**What to do:**
1. Answer the following questions about the article on communicating with aging loved ones.
(a) Who wrote the article?
(b) Which two diagnoses does the article name?
(c) What volume and number appear in the article's top line?
2. Reproduce the stretch of the article on communicating with aging loved ones from "When communicating with" through "them they matter.", without changes.
3. List each entry in the top line of the article on communicating with aging loved ones, taking the dashes as the dividers between entries.

Vol. 9, No. 10 – February 17 – March 2, 2016 – A Tender Touch Senior Placement

“Keep Communicating, Not Interrogating ”
By Connie De La Rosa

“What do you think about my garden?”. 
“What do you think about my garden?”.

When communicating with aged loved ones that may be starting to become forgetful, it may be frustrating to repeat or remind; however, the most important thing is to keep them  from feeling as though they are a burden for not remembering. This may lead them to an unsafe situation because they did not want to ask again with the dreaded response and feeling inadequate.  It may be they are diagnosed with Alzheimer’s or Dementia but no matter where they may be mentally, feeling loved without negative responses will remind them they matter.

Here are some helpful ways to communicate and not interrogate your aging loved one:

  1. “How can you not remember that! I organized your medications so you can remember and they are right in front of you, how could you forget !?”

**Extracted data:**

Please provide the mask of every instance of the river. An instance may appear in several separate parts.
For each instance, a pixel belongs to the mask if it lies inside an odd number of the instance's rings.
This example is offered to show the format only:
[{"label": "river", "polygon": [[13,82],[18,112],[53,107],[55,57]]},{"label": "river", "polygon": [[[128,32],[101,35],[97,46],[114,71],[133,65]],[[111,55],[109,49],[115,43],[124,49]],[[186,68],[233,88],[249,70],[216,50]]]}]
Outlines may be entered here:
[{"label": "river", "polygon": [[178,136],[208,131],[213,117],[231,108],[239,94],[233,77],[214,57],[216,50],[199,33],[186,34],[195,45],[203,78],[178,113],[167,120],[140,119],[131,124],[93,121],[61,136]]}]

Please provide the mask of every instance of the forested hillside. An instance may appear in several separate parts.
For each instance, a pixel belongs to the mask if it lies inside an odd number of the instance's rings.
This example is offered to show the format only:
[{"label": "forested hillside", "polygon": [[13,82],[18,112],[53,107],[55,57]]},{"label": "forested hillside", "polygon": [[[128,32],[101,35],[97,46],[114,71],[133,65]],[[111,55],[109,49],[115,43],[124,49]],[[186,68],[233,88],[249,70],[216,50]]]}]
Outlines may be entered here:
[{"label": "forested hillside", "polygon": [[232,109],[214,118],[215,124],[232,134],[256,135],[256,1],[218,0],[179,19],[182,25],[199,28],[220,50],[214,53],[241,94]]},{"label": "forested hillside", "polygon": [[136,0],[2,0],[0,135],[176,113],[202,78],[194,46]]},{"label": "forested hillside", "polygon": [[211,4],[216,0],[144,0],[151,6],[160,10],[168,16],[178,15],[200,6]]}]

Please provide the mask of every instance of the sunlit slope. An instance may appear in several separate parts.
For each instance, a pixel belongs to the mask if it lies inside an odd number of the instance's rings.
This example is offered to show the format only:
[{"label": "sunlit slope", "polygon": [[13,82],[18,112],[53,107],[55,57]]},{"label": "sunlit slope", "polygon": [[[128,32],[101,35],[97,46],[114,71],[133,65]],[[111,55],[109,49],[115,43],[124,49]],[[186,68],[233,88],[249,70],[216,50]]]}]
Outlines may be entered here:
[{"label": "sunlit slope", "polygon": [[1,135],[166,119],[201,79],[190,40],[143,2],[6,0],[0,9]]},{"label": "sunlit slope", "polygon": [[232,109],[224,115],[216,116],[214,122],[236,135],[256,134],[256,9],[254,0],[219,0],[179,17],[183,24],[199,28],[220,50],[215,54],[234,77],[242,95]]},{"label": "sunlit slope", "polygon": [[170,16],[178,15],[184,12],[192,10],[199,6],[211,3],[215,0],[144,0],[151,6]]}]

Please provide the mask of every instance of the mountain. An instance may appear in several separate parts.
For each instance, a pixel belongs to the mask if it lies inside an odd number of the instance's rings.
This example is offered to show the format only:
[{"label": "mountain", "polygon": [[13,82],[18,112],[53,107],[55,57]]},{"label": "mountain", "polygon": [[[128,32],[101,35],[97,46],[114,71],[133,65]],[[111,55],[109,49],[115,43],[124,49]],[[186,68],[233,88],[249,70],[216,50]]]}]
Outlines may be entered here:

**Answers for each item:**
1.
(a) Connie De La Rosa
(b) Alzheimer's and Dementia
(c) Vol. 9, No. 10

2.
When communicating with aged loved ones that may be starting to become forgetful, it may be frustrating to repeat or remind; however, the most important thing is to keep them  from feeling as though they are a burden for not remembering. This may lead them to an unsafe situation because they did not want to ask again with the dreaded response and feeling inadequate.  It may be they are diagnosed with Alzheimer’s or Dementia but no matter where they may be mentally, feeling loved without negative responses will remind them they matter.

3.
Vol. 9, No. 10
February 17
March 2, 2016
A Tender Touch Senior Placement